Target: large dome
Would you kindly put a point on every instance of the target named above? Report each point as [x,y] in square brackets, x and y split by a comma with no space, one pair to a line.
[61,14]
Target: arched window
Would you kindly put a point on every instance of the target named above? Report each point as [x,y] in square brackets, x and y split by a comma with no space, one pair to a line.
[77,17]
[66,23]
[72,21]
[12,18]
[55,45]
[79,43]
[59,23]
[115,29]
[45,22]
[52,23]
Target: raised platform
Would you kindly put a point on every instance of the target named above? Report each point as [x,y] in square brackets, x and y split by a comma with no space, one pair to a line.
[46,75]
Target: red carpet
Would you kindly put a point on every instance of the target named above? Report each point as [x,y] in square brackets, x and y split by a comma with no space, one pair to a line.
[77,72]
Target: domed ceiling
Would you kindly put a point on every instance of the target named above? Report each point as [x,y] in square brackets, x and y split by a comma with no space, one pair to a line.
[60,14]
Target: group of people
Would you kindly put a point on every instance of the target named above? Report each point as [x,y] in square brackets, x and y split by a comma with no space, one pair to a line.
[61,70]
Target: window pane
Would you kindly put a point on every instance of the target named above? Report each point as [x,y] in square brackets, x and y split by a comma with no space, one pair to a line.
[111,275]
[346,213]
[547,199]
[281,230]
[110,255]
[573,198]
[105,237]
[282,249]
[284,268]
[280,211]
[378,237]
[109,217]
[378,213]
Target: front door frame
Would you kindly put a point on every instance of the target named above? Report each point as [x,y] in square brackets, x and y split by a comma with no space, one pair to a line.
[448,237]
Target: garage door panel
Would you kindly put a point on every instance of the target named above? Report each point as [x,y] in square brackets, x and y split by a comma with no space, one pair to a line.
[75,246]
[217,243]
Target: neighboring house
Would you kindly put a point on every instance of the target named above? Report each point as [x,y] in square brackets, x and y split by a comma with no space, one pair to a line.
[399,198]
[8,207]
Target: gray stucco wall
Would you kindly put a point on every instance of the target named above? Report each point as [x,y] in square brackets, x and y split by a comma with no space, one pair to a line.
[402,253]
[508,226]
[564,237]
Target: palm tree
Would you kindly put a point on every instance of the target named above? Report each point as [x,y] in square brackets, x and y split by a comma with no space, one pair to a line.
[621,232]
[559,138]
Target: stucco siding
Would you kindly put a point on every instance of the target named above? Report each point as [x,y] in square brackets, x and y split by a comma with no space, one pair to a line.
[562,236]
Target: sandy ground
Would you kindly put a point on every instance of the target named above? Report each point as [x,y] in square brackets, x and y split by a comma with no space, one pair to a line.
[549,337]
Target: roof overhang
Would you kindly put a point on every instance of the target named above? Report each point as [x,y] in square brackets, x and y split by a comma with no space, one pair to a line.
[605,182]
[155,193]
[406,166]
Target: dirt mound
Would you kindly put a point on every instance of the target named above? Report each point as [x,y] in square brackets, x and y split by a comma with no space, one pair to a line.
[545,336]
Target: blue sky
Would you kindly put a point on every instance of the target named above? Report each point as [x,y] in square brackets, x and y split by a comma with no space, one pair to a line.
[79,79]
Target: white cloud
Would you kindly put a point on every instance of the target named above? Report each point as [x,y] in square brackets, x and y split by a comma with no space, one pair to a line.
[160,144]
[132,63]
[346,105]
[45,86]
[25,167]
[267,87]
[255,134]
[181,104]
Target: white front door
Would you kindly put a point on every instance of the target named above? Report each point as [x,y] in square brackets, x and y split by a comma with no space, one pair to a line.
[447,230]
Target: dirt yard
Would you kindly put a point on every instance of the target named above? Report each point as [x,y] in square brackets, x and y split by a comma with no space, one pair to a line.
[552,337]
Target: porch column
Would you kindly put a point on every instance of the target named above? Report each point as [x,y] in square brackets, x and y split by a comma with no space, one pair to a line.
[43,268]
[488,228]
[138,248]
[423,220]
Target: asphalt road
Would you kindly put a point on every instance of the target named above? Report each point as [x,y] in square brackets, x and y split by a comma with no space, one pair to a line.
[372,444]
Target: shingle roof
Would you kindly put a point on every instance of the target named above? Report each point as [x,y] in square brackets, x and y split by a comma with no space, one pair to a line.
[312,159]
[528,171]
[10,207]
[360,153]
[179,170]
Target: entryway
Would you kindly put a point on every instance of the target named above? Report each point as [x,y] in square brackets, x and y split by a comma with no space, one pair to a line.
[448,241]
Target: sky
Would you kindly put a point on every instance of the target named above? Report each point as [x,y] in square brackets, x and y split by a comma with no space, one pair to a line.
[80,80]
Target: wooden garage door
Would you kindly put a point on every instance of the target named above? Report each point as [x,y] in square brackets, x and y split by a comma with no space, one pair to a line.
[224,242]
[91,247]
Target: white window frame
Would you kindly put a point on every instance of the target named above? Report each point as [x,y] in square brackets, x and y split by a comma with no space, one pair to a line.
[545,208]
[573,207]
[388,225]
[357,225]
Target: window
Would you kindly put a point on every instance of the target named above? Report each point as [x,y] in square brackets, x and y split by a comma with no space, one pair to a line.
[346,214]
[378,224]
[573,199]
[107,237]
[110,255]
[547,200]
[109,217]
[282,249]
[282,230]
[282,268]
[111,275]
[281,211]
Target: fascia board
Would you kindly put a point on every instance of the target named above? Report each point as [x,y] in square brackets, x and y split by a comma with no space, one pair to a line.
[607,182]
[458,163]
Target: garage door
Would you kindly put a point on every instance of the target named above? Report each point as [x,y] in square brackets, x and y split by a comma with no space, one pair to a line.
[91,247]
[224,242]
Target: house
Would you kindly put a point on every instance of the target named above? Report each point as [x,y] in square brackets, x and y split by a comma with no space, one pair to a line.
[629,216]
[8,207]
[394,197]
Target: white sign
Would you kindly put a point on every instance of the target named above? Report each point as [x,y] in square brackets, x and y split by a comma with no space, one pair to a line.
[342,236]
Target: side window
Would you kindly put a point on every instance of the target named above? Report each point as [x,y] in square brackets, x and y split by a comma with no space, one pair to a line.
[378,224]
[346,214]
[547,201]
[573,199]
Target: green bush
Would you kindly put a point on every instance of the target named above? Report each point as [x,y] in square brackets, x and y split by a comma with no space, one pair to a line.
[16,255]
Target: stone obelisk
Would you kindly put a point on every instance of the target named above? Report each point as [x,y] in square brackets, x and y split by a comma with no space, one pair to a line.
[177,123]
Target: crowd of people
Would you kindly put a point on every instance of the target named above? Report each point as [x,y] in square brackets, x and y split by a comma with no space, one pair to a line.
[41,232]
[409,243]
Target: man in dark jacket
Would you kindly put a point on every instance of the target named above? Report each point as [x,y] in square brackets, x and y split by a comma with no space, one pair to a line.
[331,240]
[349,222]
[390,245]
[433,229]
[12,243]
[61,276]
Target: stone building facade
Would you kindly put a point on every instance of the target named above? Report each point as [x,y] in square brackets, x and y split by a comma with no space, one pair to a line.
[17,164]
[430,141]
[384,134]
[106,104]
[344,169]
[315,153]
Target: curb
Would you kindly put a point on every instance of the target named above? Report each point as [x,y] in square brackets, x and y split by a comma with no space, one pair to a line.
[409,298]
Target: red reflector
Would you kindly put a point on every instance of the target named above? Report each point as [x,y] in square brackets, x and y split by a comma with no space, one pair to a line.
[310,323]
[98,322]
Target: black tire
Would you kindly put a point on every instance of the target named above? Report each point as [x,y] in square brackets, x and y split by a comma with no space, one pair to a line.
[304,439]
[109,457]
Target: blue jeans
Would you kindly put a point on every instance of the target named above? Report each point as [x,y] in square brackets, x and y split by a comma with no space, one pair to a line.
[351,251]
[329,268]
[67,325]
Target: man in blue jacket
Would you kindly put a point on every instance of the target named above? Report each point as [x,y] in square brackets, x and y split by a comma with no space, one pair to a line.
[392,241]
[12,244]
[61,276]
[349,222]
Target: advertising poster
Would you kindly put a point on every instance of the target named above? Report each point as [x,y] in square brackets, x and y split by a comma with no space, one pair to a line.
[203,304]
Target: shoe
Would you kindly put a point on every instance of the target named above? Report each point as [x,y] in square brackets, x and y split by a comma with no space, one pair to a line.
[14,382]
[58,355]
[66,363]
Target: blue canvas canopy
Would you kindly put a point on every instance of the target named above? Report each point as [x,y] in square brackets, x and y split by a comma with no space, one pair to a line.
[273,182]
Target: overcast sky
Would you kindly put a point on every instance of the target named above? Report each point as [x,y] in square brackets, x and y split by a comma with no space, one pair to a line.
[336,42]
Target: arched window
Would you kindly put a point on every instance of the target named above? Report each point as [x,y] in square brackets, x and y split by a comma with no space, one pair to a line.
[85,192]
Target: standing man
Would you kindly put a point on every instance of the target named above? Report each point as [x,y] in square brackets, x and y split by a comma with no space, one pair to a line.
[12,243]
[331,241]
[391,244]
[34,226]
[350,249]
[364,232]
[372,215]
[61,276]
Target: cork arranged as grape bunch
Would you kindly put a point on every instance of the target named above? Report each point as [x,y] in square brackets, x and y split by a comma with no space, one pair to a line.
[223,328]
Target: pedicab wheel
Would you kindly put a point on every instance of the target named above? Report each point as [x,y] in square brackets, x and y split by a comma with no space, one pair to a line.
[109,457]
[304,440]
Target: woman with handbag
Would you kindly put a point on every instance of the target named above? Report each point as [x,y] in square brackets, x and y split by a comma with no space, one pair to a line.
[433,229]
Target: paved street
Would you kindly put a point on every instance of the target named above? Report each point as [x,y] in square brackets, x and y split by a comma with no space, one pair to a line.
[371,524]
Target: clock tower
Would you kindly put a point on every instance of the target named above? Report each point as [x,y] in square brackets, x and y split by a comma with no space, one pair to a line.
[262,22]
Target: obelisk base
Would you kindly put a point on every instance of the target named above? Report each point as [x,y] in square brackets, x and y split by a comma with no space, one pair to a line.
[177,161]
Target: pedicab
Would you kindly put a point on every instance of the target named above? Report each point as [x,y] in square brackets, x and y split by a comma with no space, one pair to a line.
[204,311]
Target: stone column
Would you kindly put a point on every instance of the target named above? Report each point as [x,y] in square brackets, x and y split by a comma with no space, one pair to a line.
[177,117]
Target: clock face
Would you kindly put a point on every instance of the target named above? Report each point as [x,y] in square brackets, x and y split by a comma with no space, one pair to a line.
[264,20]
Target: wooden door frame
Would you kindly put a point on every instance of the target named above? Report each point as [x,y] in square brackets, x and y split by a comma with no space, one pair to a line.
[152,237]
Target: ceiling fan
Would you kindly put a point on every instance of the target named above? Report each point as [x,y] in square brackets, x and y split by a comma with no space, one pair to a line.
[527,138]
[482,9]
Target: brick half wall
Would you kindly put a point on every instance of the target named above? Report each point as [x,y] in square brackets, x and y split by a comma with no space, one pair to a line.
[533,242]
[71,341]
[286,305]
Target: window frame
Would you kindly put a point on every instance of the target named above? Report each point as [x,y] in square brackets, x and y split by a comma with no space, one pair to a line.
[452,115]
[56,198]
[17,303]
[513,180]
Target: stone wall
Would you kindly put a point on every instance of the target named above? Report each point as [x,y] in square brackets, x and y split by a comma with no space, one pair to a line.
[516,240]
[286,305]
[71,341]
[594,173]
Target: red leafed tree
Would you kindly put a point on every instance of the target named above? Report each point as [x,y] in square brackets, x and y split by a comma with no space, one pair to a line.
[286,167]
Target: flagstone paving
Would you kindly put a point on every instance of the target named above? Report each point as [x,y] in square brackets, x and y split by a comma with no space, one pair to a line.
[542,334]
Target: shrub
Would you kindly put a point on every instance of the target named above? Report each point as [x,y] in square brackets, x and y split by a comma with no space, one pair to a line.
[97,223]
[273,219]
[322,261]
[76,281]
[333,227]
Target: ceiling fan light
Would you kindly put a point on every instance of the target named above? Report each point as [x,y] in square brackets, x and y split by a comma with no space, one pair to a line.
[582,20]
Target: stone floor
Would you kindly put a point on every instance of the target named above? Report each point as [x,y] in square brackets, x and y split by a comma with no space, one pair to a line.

## Consignes de l'exercice
Reproduisez le passage allant de la ligne contenant « Target: window frame » jusqu'à la fin des données, bornes incluses, en substituant « bush » à « shrub ». Le reste demeure inchangé.

## Réponse attendue
Target: window frame
Would you kindly put a point on every instance of the target named above? Report each point as [x,y] in square brackets, x and y split by a comma with no space, one pair to a line.
[452,115]
[56,198]
[17,303]
[513,180]
Target: stone wall
Would you kindly put a point on every instance of the target named above? Report each point as [x,y] in square brackets, x and y split by a comma with no space, one pair to a line.
[516,240]
[286,305]
[71,341]
[594,173]
Target: red leafed tree
Would you kindly put a point on every instance of the target named above? Report each point as [x,y] in square brackets, x and y split by a comma with no space, one pair to a line.
[286,167]
Target: flagstone paving
Would you kindly put a point on every instance of the target named above? Report each point as [x,y] in square brackets, x and y split by a comma with no space, one pair to a line.
[542,334]
Target: bush
Would you kindly put a point on every instance of the target named above? Report each point as [x,y] in square brackets, x and y split by a comma with no space, one pair to a line.
[97,223]
[273,219]
[322,261]
[76,281]
[333,227]
Target: ceiling fan light
Would you kindly put a point on every instance of the target named above? Report each point as [x,y] in square brackets, x and y split by a comma with no space, one pair to a line.
[582,20]
Target: stone floor
Would you kindly put a point on every instance of the target named above? Report each point as [x,y] in square brackets, x and y split by a comma with no space, one pair to a line.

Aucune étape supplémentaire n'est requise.